▶ _Set exercise_
Which lines in the entries below contain the word "reed"? Find them and copy each one.

*** Raw records ***

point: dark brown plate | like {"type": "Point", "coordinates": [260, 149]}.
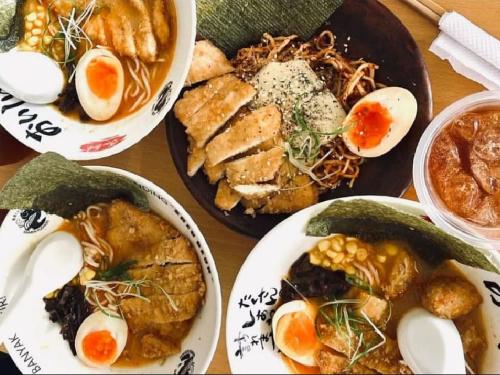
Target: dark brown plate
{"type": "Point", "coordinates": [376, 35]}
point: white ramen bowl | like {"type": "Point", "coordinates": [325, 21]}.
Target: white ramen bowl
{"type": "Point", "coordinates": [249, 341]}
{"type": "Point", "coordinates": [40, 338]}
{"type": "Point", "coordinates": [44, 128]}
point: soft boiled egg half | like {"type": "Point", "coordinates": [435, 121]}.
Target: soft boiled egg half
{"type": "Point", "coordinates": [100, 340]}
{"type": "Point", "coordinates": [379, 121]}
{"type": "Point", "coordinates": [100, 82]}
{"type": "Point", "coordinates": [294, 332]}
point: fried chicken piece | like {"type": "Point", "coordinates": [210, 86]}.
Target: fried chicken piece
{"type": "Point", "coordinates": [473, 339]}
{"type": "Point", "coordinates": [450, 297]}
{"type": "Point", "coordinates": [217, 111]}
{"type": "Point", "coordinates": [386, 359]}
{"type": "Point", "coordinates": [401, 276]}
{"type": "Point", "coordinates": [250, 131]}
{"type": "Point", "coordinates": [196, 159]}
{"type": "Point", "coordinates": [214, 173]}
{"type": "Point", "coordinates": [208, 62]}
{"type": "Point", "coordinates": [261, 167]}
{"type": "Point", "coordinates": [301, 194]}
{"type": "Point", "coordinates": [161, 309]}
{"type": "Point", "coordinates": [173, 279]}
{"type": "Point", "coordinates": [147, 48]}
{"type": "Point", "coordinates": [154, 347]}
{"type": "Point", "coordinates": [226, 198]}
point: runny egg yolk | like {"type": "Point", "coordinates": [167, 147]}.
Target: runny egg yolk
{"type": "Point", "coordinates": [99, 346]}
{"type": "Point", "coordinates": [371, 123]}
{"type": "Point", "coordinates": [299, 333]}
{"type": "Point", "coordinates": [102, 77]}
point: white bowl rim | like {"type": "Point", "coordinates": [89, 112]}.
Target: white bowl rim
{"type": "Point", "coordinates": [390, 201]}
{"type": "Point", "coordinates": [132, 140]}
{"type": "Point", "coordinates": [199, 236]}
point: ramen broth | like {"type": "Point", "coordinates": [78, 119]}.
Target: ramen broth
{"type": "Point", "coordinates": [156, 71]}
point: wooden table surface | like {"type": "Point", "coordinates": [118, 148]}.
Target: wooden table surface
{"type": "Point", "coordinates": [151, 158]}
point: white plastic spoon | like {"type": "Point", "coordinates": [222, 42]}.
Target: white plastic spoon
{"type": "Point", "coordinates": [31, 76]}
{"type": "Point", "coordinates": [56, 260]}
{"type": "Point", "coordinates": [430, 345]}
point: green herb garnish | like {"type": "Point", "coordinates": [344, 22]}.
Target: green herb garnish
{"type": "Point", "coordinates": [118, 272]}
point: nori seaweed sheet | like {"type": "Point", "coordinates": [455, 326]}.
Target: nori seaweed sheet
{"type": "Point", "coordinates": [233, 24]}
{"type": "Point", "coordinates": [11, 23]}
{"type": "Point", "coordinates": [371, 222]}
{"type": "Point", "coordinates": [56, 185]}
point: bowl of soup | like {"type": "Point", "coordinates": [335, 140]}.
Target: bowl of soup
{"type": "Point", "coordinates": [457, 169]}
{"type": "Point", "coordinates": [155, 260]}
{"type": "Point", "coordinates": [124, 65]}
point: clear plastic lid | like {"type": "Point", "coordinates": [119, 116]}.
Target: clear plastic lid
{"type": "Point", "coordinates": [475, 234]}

***
*** Raw records ***

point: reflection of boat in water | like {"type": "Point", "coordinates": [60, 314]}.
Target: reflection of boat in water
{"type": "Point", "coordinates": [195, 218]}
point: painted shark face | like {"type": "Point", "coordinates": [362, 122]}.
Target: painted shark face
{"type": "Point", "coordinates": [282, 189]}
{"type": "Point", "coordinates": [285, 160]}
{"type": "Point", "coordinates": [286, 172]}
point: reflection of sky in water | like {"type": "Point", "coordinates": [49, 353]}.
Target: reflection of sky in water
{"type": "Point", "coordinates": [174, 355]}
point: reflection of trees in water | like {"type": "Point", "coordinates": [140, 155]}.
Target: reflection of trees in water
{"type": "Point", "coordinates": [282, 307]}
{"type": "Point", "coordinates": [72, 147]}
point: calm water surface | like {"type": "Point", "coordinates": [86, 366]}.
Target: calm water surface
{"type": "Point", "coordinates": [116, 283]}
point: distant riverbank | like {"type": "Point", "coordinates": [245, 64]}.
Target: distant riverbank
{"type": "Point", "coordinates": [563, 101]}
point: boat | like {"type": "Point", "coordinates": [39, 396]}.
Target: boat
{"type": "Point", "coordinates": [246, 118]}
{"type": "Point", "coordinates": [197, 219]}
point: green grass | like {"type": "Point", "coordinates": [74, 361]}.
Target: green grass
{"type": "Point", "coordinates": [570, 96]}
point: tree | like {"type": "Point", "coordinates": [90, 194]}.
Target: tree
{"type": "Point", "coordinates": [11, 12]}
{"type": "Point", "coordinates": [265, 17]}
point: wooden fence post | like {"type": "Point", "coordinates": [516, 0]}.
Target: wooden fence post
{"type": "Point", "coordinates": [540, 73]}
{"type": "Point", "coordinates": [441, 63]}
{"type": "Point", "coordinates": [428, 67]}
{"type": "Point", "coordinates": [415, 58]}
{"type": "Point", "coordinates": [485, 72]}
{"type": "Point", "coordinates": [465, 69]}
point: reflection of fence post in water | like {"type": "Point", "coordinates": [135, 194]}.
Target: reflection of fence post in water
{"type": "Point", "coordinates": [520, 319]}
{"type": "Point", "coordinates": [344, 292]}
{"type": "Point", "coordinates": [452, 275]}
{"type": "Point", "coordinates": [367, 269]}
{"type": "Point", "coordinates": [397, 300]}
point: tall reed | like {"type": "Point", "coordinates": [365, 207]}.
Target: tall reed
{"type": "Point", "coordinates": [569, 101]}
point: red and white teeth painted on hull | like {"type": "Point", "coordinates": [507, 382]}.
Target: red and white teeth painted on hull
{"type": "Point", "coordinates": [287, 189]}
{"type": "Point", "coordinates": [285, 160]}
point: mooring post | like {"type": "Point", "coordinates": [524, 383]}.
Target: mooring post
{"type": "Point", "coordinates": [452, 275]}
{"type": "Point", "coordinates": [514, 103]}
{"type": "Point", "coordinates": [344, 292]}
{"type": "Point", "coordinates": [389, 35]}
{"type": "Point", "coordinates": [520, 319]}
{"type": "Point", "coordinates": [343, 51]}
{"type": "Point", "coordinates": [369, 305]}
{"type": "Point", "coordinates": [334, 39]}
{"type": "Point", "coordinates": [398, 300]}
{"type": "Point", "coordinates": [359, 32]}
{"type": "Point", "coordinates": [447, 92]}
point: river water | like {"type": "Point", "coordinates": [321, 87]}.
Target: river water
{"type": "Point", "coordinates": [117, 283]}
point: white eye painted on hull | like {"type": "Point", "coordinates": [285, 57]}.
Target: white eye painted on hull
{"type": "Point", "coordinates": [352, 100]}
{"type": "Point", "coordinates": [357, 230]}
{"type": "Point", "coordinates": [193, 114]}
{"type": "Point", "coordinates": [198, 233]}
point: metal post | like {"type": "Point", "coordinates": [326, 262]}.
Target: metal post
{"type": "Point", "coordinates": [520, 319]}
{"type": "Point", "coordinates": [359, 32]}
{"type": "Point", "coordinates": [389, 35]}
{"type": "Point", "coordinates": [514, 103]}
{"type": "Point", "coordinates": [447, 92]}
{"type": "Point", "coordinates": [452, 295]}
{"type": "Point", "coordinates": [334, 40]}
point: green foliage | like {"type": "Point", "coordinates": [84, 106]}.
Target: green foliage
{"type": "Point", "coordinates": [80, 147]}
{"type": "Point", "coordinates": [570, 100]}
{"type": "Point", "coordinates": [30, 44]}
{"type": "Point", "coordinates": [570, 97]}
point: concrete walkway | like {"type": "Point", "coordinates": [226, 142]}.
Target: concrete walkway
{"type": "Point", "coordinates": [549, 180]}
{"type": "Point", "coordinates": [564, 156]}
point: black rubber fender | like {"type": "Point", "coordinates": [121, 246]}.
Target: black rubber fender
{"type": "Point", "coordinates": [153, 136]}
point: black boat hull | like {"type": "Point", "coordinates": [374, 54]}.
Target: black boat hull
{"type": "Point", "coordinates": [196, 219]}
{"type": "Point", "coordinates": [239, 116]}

***

▶ _Final result_
point: tall reed | like {"type": "Point", "coordinates": [365, 207]}.
Target: tall reed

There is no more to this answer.